= TASK BRIEF =
Write out the lines of these records word for word, leaving nothing out.

(Collected data entries)
------------

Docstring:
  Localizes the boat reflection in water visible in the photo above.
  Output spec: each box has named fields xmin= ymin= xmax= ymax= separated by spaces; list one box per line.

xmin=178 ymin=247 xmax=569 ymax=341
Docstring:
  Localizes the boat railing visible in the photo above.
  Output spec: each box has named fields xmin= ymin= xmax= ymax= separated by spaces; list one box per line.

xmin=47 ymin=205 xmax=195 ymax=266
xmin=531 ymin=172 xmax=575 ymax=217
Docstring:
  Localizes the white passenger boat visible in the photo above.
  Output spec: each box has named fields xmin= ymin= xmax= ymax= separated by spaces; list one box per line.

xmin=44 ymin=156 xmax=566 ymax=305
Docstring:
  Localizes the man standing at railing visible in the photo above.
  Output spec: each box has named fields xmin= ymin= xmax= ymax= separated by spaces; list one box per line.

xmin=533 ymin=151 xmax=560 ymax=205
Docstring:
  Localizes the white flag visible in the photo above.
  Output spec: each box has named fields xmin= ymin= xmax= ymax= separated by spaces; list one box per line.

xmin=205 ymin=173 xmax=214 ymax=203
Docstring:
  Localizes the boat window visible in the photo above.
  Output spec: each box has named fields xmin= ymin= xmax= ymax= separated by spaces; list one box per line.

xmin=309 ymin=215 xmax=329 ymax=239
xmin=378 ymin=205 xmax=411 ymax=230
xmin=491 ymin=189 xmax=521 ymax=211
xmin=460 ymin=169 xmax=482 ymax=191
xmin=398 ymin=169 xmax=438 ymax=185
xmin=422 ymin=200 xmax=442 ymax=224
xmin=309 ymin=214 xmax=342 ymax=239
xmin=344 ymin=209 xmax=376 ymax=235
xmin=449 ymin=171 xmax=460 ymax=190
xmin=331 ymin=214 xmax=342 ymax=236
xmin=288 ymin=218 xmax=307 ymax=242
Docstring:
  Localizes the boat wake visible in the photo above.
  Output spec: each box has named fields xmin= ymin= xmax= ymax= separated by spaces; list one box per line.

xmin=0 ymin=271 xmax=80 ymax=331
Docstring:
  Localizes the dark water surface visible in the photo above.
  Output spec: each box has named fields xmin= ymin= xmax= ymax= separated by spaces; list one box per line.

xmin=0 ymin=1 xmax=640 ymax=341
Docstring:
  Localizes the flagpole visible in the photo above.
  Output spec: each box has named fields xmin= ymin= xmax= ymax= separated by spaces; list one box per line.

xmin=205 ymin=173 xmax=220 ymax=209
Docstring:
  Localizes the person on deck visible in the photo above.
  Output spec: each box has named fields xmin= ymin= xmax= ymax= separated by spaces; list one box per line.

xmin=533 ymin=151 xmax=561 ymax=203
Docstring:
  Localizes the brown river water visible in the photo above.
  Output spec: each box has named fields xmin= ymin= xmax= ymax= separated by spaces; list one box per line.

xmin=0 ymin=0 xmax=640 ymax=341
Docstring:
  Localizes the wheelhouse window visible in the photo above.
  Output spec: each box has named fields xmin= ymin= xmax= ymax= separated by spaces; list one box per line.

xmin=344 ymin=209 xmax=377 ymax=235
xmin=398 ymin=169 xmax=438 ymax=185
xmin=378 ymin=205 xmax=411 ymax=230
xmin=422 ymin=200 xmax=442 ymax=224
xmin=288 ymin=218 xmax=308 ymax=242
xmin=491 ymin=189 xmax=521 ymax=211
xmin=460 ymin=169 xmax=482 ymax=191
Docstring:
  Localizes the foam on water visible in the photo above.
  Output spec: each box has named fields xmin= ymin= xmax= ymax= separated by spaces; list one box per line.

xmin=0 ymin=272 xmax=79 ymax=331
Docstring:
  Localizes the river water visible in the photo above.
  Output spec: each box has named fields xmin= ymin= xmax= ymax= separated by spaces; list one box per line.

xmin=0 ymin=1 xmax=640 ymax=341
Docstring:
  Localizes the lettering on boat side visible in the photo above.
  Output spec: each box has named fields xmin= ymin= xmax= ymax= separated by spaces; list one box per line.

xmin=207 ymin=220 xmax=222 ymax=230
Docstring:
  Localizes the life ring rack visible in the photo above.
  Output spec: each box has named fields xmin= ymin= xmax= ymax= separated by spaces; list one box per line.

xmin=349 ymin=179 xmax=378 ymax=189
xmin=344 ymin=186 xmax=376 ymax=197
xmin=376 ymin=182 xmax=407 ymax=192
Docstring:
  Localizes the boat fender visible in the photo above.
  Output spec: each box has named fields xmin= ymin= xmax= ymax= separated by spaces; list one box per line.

------------

= ANSWER TO THIS TASK =
Docstring:
  Localizes the boat reflection in water visible in the photo above.
  Output spec: each box has named fields xmin= ymin= xmax= ymax= separated by spaces; list one box per line.

xmin=178 ymin=247 xmax=569 ymax=341
Docstring:
  Localizes the boat railing visible in the photo above.
  Output spec: each box has named fields xmin= ymin= xmax= ymax= separated by spaces; list one box per line.

xmin=47 ymin=205 xmax=195 ymax=266
xmin=531 ymin=172 xmax=575 ymax=217
Docstring:
  Localizes the white passenger boat visible in the photo above.
  Output spec: each box has named fields xmin= ymin= xmax= ymax= separated by spaces; list one box per line.

xmin=44 ymin=156 xmax=566 ymax=305
Docstring:
  Localizes the man standing at railing visible in the photo above.
  Output spec: each box has named fields xmin= ymin= xmax= ymax= separated by spaces; list one box per line.

xmin=533 ymin=151 xmax=560 ymax=205
Docstring:
  Localizes the white flag visible in the photo above.
  Output spec: each box has named fields xmin= ymin= xmax= ymax= separated by spaces; list one box per line.

xmin=205 ymin=173 xmax=214 ymax=203
Docstring:
  Localizes the boat window visible in the photo above.
  Output spec: each box has named fields xmin= ymin= xmax= ymax= separated by spaces; list one box per line.

xmin=309 ymin=215 xmax=329 ymax=239
xmin=378 ymin=205 xmax=411 ymax=230
xmin=491 ymin=189 xmax=521 ymax=211
xmin=460 ymin=169 xmax=482 ymax=191
xmin=398 ymin=169 xmax=438 ymax=185
xmin=422 ymin=200 xmax=442 ymax=224
xmin=309 ymin=214 xmax=342 ymax=239
xmin=344 ymin=209 xmax=376 ymax=235
xmin=449 ymin=171 xmax=460 ymax=190
xmin=331 ymin=214 xmax=342 ymax=236
xmin=288 ymin=218 xmax=307 ymax=242
Docstring:
  Localizes the boat wake visible in the photo above.
  Output spec: each box has named fields xmin= ymin= xmax= ymax= separated by spaces; list one box per line.

xmin=0 ymin=271 xmax=80 ymax=331
Docstring:
  Localizes the dark water surface visible in the photo above.
  Output spec: each box has named fields xmin= ymin= xmax= ymax= separated by spaces; list one box per line.

xmin=0 ymin=1 xmax=640 ymax=341
Docstring:
  Localizes the flagpole visible in the photo above.
  Output spec: each box has named fields xmin= ymin= xmax= ymax= separated by spaces; list one box per line.

xmin=205 ymin=173 xmax=220 ymax=209
Docstring:
  Localizes the person on deck visible in the photo above.
  Output spec: each box has named fields xmin= ymin= xmax= ymax= separated by spaces; list one box per line.

xmin=533 ymin=151 xmax=561 ymax=203
Docstring:
  Localizes the brown river water visible in the photo above.
  Output spec: each box has named fields xmin= ymin= xmax= ymax= separated by spaces; list one box per line.

xmin=0 ymin=0 xmax=640 ymax=341
Docstring:
  Localizes the wheelhouse window visible in the photo above.
  Output spec: each box has named fields xmin= ymin= xmax= ymax= separated by spaces; list one box per line.

xmin=344 ymin=209 xmax=377 ymax=235
xmin=398 ymin=169 xmax=438 ymax=185
xmin=378 ymin=205 xmax=411 ymax=230
xmin=422 ymin=200 xmax=442 ymax=224
xmin=288 ymin=218 xmax=308 ymax=242
xmin=491 ymin=189 xmax=521 ymax=211
xmin=460 ymin=169 xmax=482 ymax=191
Docstring:
  Localizes the foam on water visible in the photo above.
  Output spec: each box has named fields xmin= ymin= xmax= ymax= separated by spaces; list one box per line.

xmin=0 ymin=272 xmax=79 ymax=331
Docstring:
  Localizes the river water visible in the photo above.
  Output spec: each box has named fields xmin= ymin= xmax= ymax= separated by spaces; list one box per line.

xmin=0 ymin=1 xmax=640 ymax=341
Docstring:
  Localizes the lettering on boat side visible in the photo above.
  Output spec: each box has named fields xmin= ymin= xmax= ymax= separated by spaces; list one box per line.

xmin=207 ymin=220 xmax=222 ymax=230
Docstring:
  Localizes the life ring rack visible in the photo above.
  Output spec: each box has named fields xmin= ymin= xmax= ymax= separated by spaces; list one box per line.

xmin=349 ymin=179 xmax=378 ymax=189
xmin=344 ymin=186 xmax=376 ymax=197
xmin=376 ymin=182 xmax=407 ymax=192
Docstring:
  Localizes the boat fender visible in the photo above.
  Output spec: each box has named fields xmin= ymin= xmax= ymax= separated by spaces; list one box per line.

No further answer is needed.